It hasn't been the best of days: I've already been caught in a mortar bombardment, robbed at gunpoint and administered first aid to two blood-drenched women at the scene of a horrific car crash. To tell the truth, I'm no longer just scared, I'm really f**ked-off and scared, which is a rubbish combination. I'm immobilized by The Fear, an involuntary contraction of both sphincter and brain power. I search my memory for someone to blame for sending me to a place this absurdly dangerous, but it's my own stupid fault. My kids will have to say, 'Daddy died writing a cookery book,' as their mates suppress their giggles. I miss my kids. I miss my wife. I miss my cat. I miss my coffee machine. I despise myself for being here at all. I'm just a weedy, bookish food writer from north London – I wasn't built for war zones.
The adrenalin recedes and I let out a deep sigh. I'm in a pyrotechnic minefield in Herefordshire and the screaming Arab jumps to his feet, right as rain, and berates me in a broad Welsh accent for failing to notice the obvious signs of mines. He watches me go through the motions of sticking my penknife in the ground at an angle as we playact getting out of this sodding mud. Needless to say, I am now thoroughly humiliated and not a little miserable.
I'm on a gruesome course called 'How to Survive Hostile Environments', which is supposed to prepare me for visiting Category I conflict zones like Afghanistan and rebel-held Burma. I've spent the morning with roughty-toughty ex-paras being pistol-whipped and bundled into car boots and watching scratchy videos of people having their fingers cut off by kidnappers. I am now feeling nervous, exhausted, nihilistic and, for some reason, a tad misanthropic. What have I got myself into?

-.-.-

The task:
What is the course in the survival-course passage called? The lines that follow have nothing to do with the survival-course passage.

Material provided:
-.-.-

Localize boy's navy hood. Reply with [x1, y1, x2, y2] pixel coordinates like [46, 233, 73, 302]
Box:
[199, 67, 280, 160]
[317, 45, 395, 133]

-.-.-

Response:
"How to Survive Hostile Environments"